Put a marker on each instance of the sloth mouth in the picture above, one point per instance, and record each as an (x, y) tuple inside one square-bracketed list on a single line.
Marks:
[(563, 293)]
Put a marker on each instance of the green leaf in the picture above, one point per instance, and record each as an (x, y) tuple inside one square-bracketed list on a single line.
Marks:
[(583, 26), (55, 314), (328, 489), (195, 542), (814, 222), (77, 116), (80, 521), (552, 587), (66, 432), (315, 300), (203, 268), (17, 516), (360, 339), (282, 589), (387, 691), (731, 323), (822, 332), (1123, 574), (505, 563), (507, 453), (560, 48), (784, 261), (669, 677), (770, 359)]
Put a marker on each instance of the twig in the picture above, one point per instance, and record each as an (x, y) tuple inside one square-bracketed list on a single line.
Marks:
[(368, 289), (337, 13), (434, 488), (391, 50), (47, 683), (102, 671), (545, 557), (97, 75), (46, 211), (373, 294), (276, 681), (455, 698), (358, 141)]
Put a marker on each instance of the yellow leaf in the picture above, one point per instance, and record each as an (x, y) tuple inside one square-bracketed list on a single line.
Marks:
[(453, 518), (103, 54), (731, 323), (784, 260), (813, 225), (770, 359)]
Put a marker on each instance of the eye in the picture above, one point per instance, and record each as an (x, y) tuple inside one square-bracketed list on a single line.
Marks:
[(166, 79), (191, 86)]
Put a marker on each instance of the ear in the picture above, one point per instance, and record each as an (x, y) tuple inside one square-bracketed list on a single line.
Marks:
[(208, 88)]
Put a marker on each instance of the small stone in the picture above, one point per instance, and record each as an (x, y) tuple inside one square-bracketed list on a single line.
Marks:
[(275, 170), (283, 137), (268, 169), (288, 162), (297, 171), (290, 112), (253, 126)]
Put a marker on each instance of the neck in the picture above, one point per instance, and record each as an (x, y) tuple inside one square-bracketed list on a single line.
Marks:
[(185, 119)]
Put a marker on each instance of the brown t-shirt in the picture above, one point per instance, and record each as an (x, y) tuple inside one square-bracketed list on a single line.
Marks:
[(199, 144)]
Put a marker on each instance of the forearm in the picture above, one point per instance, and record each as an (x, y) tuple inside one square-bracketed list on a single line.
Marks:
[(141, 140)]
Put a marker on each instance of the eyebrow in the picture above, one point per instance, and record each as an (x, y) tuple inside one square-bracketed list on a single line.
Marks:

**PROBLEM REQUIREMENTS**
Copy the stretch of the listing above from its beginning through the line containing "677), (770, 359)]", keeping the requests word for word, but increase every x and y coordinate in the marks by 101.

**EXERCISE RESPONSE**
Put a marker on each instance of the sloth mouth in the picture above, one point per instance, and record each as an (x, y) tuple inside one square-bracketed list on a single line.
Marks:
[(664, 394)]
Put a marker on each instance of the green leaf in the picture above, one point per instance, and record each as an (x, y) tuple inside one square-bracketed list on a single line.
Marks:
[(684, 127), (156, 415), (429, 590), (296, 643), (915, 323), (178, 217), (181, 622), (653, 688), (167, 533), (416, 401), (304, 369), (118, 617), (461, 440), (383, 690), (488, 792), (832, 424), (923, 433), (1224, 675), (606, 664), (608, 554), (661, 149), (885, 362), (770, 778), (871, 460)]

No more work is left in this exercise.